▶ [Extract to read]
******

Tabagism

Published on Addictions, Breathing system.

All forms of dependence represent an escape. It is an escape that started as a quest. What actually happens is that the person literally projects the objective of his search on something he found along the way, and decides his quest was over. He is pleased with what he has found. He remains trapped in fear and convenience. Anything can cause addiction: alcohol, drugs, sex, tobacco, gambling, food (bulimia, anorexia), but also, and even to a larger extent, money, power, rules, fame, influence, knowledge, entertainment, isolation, asceticism, cult, tradition, ancestral beliefs, religion…

The addicted person is the one who stops halfway through his quest. For this reason, he feels empty. And because he feels empty, he needs to fill the void with external substances that confer him the illusion of being balanced.

Basically, we could say that in all humanity, we are all dependents. The difference between the sick dependent and the healthy dependent rests in the quality of self-observation, that is, in the awareness of oneself, of one’s feelings and path. Dependence is a type of attachment. The non-addict, non-sick consumer is the one who is aware of his attachments.

Tobacco stimulates the lungs and the bronchi, which are organs of contact and communication with others. The smoker who holds the smoke in is stimulating his bronchi. It is a masculine attitude and a form of marking the territory. Bronchi are, in fact, linked to territorial conflicts, which are male conflicts. This need for territorial marking is typical of the person who cannot express himself as he should, at home or at school or work. Ninety five per cent of people start to smoke during adolescence, which is when youngsters are dizzy over their hormonal and human development and fail to communicate well with parents and teachers. Then he hides behind tobacco. He is trying to stimulate communication and mark his territory through tobacco. It is a movement whose causes he is unaware of. Besides, exhaling smoke keeps people away. This is another way young people use to mark territory that they believe to be threatened. A woman who smokes is marking her own territory. Women smokers are more aggressive, more yang, more masculine.

******

Point localization data:

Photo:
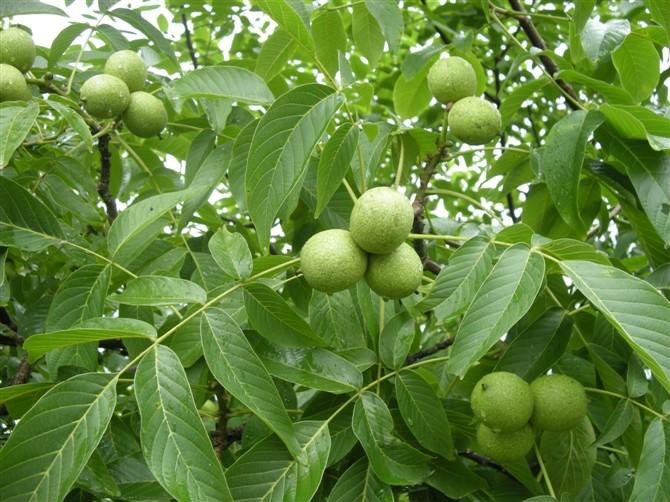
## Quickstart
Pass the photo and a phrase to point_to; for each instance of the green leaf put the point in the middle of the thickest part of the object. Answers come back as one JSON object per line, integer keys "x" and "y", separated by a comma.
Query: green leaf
{"x": 562, "y": 158}
{"x": 359, "y": 483}
{"x": 653, "y": 472}
{"x": 236, "y": 366}
{"x": 637, "y": 64}
{"x": 132, "y": 231}
{"x": 504, "y": 297}
{"x": 15, "y": 124}
{"x": 393, "y": 461}
{"x": 314, "y": 368}
{"x": 158, "y": 290}
{"x": 389, "y": 16}
{"x": 396, "y": 340}
{"x": 229, "y": 82}
{"x": 457, "y": 283}
{"x": 367, "y": 34}
{"x": 423, "y": 413}
{"x": 25, "y": 222}
{"x": 273, "y": 318}
{"x": 52, "y": 443}
{"x": 276, "y": 475}
{"x": 569, "y": 457}
{"x": 175, "y": 443}
{"x": 642, "y": 315}
{"x": 334, "y": 164}
{"x": 280, "y": 150}
{"x": 91, "y": 330}
{"x": 231, "y": 253}
{"x": 135, "y": 19}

******

▶ [Task details]
Answer these questions from the text on tabagism:
1. What does the addicted person feel as a result of stopping halfway through his quest?
2. What does the difference between the sick dependent and the healthy dependent rest in?
3. What share of people start to smoke during adolescence?

▶ [Response box]
1. He feels empty.
2. It rests in the quality of self-observation, that is, in the awareness of oneself, of one's feelings and path.
3. Ninety five per cent.